### Task objective
Among the entries below, find how many lines carry the word "query" and state only that figure.

### Exercise materials
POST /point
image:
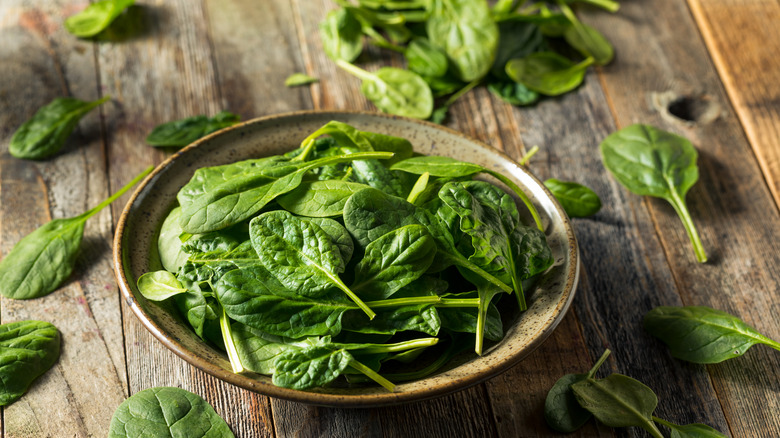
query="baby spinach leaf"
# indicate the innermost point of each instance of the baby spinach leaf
(576, 199)
(618, 401)
(561, 409)
(311, 261)
(228, 201)
(44, 134)
(652, 162)
(179, 133)
(513, 93)
(701, 334)
(341, 34)
(394, 91)
(27, 350)
(319, 198)
(467, 33)
(96, 17)
(169, 245)
(167, 411)
(547, 73)
(43, 259)
(393, 261)
(695, 430)
(159, 285)
(298, 79)
(425, 59)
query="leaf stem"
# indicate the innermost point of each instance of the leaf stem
(682, 210)
(230, 347)
(598, 363)
(521, 194)
(119, 193)
(373, 375)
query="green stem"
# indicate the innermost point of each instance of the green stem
(116, 195)
(519, 192)
(598, 363)
(355, 70)
(373, 375)
(682, 210)
(230, 347)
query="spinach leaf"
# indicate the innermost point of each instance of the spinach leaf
(179, 133)
(319, 198)
(44, 134)
(43, 259)
(701, 334)
(298, 79)
(547, 73)
(27, 350)
(513, 93)
(561, 409)
(159, 285)
(394, 91)
(652, 162)
(393, 261)
(618, 401)
(228, 201)
(169, 245)
(96, 17)
(425, 59)
(576, 199)
(311, 261)
(467, 33)
(695, 430)
(341, 35)
(167, 411)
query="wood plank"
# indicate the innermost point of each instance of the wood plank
(163, 73)
(743, 39)
(42, 61)
(741, 276)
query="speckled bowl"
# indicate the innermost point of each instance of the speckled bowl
(136, 236)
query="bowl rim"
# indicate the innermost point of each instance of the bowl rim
(320, 398)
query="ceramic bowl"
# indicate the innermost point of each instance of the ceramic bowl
(137, 231)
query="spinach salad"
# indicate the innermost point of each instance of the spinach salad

### Answer to this exercise
9